------ Exercise input

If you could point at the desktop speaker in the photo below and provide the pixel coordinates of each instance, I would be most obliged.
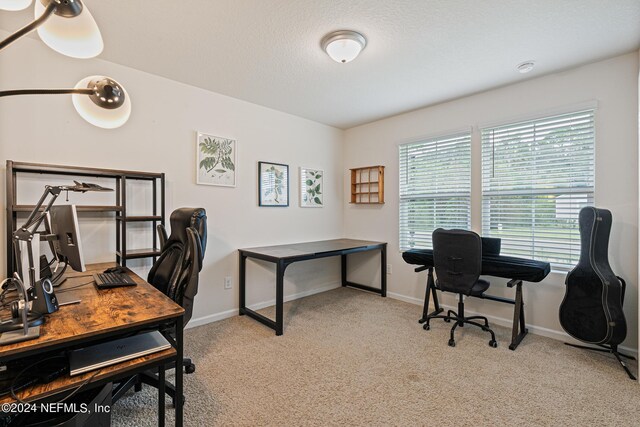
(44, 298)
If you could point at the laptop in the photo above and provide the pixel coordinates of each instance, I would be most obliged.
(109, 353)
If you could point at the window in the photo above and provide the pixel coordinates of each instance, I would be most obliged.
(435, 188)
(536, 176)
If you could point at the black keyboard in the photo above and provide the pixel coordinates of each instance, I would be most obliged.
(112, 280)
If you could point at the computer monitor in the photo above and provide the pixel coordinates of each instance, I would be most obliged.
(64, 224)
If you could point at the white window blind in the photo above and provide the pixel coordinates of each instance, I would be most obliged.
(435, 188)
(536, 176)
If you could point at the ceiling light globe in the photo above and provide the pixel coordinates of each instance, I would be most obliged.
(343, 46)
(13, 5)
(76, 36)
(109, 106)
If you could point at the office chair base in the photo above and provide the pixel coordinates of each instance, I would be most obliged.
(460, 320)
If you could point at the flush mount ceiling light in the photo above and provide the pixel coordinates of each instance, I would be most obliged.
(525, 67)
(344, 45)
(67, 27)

------------

Written instruction: Please express all the records above as a two-column CSV with the header input,output, giving one row for each text-and-answer pair: the text goes in input and its answer in output, each in one quoted field with line breaks turned into spaces. Leave the pictures out.

Answer in full:
input,output
"If you could point at the desktop speaker in the photo below and provide the pixel coordinates of each instance, I would be most obliged.","(44, 298)"
"If you could point at the laptop in the photo above and provide the pixel coordinates of each instance, I would be most obliged.","(109, 353)"
"If you could point at the window in the photo above and provide the pixel coordinates of each instance, I would be most obliged.","(435, 188) (536, 176)"
"If you could point at the black keyboard in the photo above and provide the pixel coordinates of each instance, I would be most obliged.","(112, 280)"
"If you could point at the computer monitor in the photo above and provide the pixel coordinates of each instance, I would be most obliged.","(64, 224)"
"If you could point at the white window blind in the photo above and provide the pixel coordinates of each instance, I would be most obliged.","(435, 188) (536, 176)"
"If you could point at the ceiling light globe in the photo above and provide the pixel coordinates of each instance, I would be most obliged.","(343, 46) (13, 5) (76, 36) (109, 106)"
"If you could point at the office chair base in the photo above and provide the pixel coordinates of each instance, I would be most obliged.","(460, 320)"
"If you could point at the flush mount ceiling light in the photo above and provide the pixel coordinates of each instance, I would be most obliged.","(525, 67) (344, 45) (67, 27)"